··· STUDY TEXT

The lower clamp prevents the threshold from collapsing until even small structural differences force unnecessary species fragmentation.
COMPAT_THRESHOLD_DEFAULT
Baseline compatibility threshold used when no explicit value is configured.
This serves as the neutral starting point before entropy-based tuning or explicit user policy begins to reshape species pressure.
DISTANCE_COEFF_DEFAULT
Baseline structural-distance coefficient used before automatic tuning occurs.
This is the neutral starting point for the structural-distance fold before variance-driven updates begin to reshape it.
ENTROPY_ADJUST_DEFAULT
Default rate used when compatibility tuning nudges the threshold upward or downward.
A conservative step size keeps the compatibility-threshold loop gradual enough that later speciation reads remain interpretable from one generation to the next.
ENTROPY_DEADBAND_DEFAULT
Deadband around the entropy target where compatibility tuning intentionally does nothing.
The deadband reduces threshold jitter by treating small entropy deviations as normal noise rather than signals that demand a policy change.
ENTROPY_TARGET_DEFAULT
Target mean entropy used when tuning the compatibility threshold.
The goal is to keep speciation pressure near a stable diversity level instead of drifting toward either species collapse or fragmentation.
ENTROPY_VAR_ADJUST_DEFAULT
Default step size used when entropy-sharing tuning increases or decreases sharing sigma.
A modest default keeps the sigma controller responsive without letting one noisy variance read swing the sharing radius too aggressively.
ENTROPY_VAR_HIGH_BAND
Upper tolerance band for deciding that observed entropy variance is meaningfully high.
Values above this multiplier mark a population whose entropy spread is noisier than the tuning target expects.
ENTROPY_VAR_LOW_BAND
Lower tolerance band for deciding that observed entropy variance is meaningfully low.
Values below this multiplier mark a population whose entropy spread is flatter than the tuning target expects.
ENTROPY_VAR_MAX_SIGMA_DEFAULT
Upper bound for the sharing sigma used by entropy-sharing adaptation.
The upper clamp prevents the radius from widening until entropy sharing loses practical contrast across the population.
ENTROPY_VAR_MIN_SIGMA_DEFAULT
Lower bound for the sharing sigma used by entropy-sharing adaptation.
The lower clamp prevents the sharing radius from shrinking so far that later sharing pressure becomes hypersensitive to tiny entropy fluctuations.

······
··· DATA UNDER STUDY

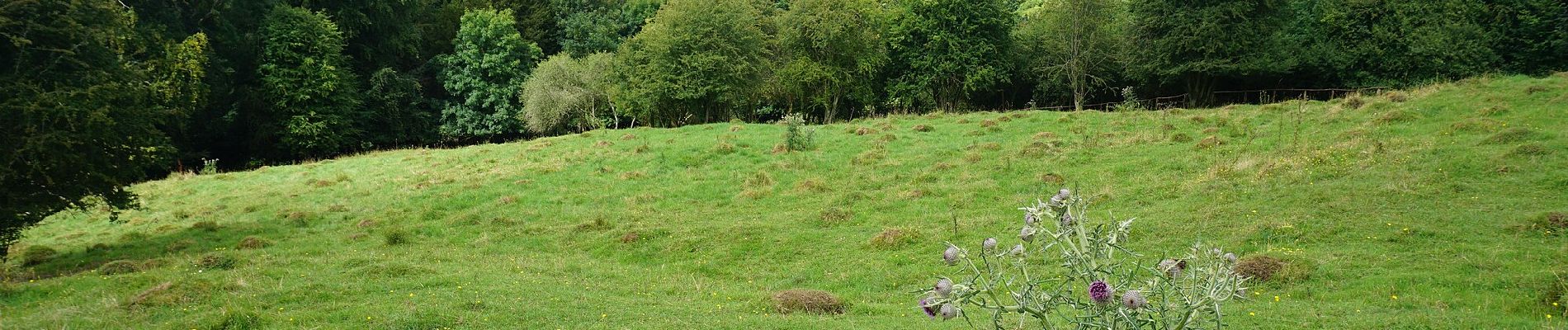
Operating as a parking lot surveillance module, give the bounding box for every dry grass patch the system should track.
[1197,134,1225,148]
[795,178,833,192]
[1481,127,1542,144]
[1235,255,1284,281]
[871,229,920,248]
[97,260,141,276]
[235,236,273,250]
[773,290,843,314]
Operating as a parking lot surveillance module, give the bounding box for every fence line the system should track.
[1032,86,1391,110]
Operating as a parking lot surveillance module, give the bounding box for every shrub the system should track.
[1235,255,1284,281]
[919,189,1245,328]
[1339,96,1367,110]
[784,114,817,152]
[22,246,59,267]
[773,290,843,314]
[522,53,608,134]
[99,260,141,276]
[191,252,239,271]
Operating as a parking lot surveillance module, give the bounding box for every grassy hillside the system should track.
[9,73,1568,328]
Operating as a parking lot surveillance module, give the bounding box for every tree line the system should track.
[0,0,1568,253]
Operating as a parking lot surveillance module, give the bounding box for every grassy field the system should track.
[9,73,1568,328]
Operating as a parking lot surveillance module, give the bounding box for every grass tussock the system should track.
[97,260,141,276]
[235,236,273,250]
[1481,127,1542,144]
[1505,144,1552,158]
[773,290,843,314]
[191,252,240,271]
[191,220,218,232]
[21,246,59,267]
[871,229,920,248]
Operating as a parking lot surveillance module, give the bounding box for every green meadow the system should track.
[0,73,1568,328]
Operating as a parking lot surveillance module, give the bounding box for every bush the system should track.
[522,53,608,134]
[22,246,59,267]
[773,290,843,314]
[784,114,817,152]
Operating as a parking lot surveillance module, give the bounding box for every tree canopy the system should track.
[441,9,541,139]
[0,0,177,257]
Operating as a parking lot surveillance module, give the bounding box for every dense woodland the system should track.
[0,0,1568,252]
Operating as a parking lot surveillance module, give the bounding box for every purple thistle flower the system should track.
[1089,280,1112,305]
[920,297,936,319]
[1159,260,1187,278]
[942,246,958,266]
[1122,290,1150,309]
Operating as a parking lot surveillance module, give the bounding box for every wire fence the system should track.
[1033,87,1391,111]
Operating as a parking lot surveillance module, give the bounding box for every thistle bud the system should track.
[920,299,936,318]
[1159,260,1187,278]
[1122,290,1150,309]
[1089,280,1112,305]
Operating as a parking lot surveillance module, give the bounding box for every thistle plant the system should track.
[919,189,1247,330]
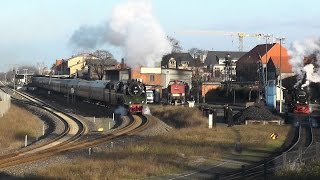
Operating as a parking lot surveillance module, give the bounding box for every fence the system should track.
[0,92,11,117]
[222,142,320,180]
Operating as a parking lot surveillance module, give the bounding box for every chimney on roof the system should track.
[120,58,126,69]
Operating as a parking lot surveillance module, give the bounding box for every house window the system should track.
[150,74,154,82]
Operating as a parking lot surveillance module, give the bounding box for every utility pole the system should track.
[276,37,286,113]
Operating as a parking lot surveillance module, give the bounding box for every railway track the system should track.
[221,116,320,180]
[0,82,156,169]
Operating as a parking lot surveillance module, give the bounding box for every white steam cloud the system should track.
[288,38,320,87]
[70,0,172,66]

······
··· DATA UNDER STUDY

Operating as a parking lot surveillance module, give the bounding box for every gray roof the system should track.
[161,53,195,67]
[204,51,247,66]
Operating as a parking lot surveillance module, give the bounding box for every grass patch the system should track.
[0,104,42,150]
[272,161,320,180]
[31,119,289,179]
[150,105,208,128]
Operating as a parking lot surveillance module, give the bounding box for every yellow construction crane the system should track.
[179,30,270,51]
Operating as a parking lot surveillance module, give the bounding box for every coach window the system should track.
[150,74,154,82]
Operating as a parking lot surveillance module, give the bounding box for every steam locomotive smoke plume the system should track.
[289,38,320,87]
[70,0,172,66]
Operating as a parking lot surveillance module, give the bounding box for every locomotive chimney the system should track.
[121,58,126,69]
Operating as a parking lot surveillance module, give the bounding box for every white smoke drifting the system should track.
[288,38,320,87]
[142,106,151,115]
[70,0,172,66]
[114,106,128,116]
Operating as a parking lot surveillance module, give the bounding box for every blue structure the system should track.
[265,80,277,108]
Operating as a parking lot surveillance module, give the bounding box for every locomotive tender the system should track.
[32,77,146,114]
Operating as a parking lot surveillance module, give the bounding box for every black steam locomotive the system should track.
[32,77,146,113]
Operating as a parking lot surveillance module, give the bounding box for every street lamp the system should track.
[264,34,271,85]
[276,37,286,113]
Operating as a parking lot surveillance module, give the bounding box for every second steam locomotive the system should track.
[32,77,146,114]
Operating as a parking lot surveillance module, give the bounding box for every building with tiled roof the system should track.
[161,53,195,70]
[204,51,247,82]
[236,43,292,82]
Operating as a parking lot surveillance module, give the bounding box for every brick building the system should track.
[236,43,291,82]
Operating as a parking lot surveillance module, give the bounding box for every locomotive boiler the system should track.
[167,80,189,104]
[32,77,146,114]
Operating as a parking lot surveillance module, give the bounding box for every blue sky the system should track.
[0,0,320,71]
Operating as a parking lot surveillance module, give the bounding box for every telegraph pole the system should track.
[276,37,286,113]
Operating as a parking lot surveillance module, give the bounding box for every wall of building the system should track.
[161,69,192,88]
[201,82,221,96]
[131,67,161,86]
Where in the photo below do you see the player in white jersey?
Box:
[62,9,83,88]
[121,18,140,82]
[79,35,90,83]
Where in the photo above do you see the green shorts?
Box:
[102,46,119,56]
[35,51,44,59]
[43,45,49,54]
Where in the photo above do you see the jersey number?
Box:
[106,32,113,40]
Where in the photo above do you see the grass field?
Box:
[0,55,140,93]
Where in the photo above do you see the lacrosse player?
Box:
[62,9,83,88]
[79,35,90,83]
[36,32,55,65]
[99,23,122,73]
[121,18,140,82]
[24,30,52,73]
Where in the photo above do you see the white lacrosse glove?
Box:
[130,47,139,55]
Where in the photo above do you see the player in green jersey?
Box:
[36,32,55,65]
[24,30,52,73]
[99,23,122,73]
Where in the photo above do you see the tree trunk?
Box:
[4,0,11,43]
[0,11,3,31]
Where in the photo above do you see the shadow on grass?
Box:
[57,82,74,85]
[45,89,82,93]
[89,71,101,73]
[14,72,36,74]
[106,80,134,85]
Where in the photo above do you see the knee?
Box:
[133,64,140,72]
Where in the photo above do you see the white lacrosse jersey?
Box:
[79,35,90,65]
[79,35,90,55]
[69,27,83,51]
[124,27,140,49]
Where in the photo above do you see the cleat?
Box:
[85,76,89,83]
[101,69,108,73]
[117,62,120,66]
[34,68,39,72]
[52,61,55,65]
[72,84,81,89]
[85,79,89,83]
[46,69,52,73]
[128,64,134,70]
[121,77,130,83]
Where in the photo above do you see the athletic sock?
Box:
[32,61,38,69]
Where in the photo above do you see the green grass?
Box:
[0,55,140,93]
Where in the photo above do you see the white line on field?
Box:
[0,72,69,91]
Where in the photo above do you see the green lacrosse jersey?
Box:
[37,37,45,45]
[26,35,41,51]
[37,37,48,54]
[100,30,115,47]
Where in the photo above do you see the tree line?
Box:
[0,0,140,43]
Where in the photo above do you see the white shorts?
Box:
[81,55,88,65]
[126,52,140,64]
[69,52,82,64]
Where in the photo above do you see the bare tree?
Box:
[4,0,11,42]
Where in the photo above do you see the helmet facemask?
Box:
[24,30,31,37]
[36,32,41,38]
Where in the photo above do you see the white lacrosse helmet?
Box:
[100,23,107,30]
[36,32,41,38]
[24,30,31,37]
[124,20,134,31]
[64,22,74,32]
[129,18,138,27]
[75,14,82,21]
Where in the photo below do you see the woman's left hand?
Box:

······
··· DATA UNDER STUDY

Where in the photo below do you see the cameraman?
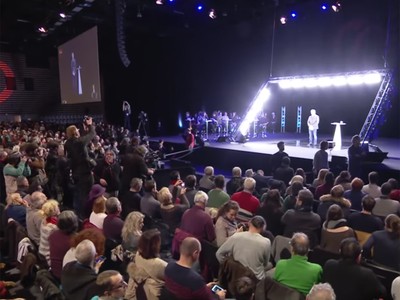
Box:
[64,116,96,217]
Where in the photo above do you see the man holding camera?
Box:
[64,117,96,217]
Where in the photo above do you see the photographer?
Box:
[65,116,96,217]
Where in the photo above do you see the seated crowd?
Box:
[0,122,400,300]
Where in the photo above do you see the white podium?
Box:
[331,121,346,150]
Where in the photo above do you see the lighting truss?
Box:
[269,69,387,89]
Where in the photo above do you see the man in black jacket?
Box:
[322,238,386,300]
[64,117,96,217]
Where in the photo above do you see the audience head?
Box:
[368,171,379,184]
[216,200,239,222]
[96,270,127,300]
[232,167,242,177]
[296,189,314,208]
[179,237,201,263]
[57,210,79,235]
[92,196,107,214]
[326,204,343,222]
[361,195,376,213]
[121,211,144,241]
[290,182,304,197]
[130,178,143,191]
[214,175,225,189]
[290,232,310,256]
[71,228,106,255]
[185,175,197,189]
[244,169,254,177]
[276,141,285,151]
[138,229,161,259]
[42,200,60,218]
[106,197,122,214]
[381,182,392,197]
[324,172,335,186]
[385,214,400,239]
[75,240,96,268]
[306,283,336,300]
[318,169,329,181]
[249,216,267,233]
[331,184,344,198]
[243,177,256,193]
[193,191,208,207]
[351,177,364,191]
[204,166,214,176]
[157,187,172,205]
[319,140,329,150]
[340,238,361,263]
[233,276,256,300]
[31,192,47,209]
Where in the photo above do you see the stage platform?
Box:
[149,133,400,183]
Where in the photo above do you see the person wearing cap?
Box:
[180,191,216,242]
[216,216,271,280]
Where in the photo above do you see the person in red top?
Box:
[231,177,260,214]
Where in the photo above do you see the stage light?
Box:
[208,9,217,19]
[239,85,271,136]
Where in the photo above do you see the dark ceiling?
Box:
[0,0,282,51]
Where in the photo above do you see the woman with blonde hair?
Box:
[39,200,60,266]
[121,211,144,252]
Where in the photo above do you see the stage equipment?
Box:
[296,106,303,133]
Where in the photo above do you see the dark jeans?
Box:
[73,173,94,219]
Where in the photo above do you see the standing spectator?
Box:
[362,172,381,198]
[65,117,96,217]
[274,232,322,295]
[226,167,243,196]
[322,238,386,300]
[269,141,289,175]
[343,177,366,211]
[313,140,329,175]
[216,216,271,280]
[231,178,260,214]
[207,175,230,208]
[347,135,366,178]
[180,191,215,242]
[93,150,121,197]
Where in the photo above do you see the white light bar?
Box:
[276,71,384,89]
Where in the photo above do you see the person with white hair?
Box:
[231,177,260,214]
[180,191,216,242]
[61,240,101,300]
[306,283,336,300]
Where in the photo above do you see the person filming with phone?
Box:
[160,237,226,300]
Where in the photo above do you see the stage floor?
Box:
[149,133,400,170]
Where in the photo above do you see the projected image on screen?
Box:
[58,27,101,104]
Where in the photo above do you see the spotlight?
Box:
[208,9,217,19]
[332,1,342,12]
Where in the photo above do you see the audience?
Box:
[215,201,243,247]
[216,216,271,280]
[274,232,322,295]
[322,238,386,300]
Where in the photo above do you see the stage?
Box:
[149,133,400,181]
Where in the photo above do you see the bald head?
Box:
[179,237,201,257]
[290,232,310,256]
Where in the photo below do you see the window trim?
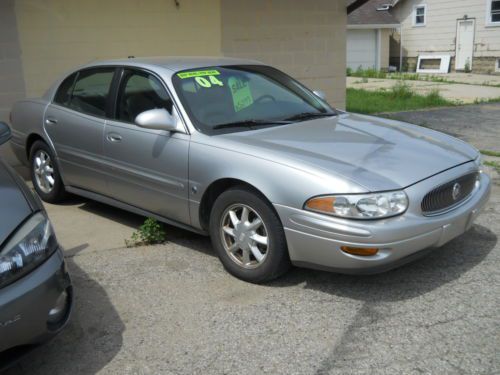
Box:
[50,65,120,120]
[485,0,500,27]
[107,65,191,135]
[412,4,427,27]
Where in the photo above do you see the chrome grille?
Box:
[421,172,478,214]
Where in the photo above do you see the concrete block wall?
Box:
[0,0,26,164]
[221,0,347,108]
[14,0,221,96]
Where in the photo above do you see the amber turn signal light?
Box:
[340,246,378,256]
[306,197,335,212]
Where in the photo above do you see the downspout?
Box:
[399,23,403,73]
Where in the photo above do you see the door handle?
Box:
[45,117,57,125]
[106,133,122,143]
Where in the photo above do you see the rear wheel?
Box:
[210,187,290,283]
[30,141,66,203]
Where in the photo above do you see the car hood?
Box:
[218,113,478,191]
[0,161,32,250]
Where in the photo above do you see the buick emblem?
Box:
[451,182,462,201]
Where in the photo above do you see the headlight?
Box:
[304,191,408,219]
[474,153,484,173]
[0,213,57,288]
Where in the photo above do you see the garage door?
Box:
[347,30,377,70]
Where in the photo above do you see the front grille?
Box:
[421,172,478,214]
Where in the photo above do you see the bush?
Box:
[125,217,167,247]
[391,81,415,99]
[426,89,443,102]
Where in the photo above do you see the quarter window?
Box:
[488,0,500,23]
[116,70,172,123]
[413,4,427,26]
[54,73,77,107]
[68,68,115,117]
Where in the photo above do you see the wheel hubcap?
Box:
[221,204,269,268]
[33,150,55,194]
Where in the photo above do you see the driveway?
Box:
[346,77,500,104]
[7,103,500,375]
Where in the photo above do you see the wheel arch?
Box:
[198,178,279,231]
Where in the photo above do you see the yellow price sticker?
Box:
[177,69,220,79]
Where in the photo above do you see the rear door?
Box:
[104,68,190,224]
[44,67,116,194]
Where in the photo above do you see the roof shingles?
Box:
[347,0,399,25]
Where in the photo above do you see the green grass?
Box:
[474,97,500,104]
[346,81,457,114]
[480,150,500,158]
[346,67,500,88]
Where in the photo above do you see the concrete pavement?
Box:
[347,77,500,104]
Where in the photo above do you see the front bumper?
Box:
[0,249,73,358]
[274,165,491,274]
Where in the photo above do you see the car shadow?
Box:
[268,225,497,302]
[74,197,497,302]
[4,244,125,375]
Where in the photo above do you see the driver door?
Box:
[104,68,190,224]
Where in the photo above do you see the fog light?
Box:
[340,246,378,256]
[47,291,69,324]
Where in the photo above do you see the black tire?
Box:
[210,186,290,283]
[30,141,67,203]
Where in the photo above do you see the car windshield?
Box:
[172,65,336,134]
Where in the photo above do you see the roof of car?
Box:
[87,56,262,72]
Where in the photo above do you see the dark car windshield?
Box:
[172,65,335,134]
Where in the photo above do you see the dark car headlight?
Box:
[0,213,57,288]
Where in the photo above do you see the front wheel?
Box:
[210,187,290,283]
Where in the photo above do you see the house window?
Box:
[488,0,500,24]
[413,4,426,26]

······

EXERCISES:
A) Revise the tuning-defaults reference from "ENTROPY_ADJUST_DEFAULT" up to and including "decreases sharing sigma.", changing "step size" to "increment".
B) Write what comes next in the tuning-defaults reference, starting after its final sentence.
None of the data is needed for the work that follows.

PER-TASK ANSWERS:
A)
ENTROPY_ADJUST_DEFAULT
Default rate used when compatibility tuning nudges the threshold upward or downward.
A conservative increment keeps the compatibility-threshold loop gradual enough that later speciation reads remain interpretable from one generation to the next.
ENTROPY_DEADBAND_DEFAULT
Deadband around the entropy target where compatibility tuning intentionally does nothing.
The deadband reduces threshold jitter by treating small entropy deviations as normal noise rather than signals that demand a policy change.
ENTROPY_TARGET_DEFAULT
Target mean entropy used when tuning the compatibility threshold.
The goal is to keep speciation pressure near a stable diversity level instead of drifting toward either species collapse or fragmentation.
ENTROPY_VAR_ADJUST_DEFAULT
Default increment used when entropy-sharing tuning increases or decreases sharing sigma.

B)
ENTROPY_VAR_TARGET_DEFAULT
Target variance used by entropy-sharing tuning.
The controller nudges sharing sigma toward a population whose entropy spread is neither too flat nor too unstable.
NeatControllerForEval
NEAT controller interface for evaluation.
This interface models the subset of a NEAT controller used by the evaluation helpers. It includes the runtime options, population data, lightweight evidence caches, and optional hooks that the evaluate subtree needs in order to enrich one generation without taking ownership of the whole controller.
The contract is intentionally broader than an individual helper needs but
still much smaller than the full Neat surface. That tradeoff keeps the
evaluate chapters interoperable while preserving a clear boundary between
evaluation and the rest of the runtime.
NOVELTY_ARCHIVE_CAP
Maximum number of descriptors retained in the novelty archive.
The cap keeps novelty history useful for exploration while preventing unbounded memory growth.
NOVELTY_DEFAULT_BLEND
Default blend factor used when mixing novelty into an existing fitness score.
A mid-range value keeps novelty influential without letting exploratory behavior completely drown out task performance.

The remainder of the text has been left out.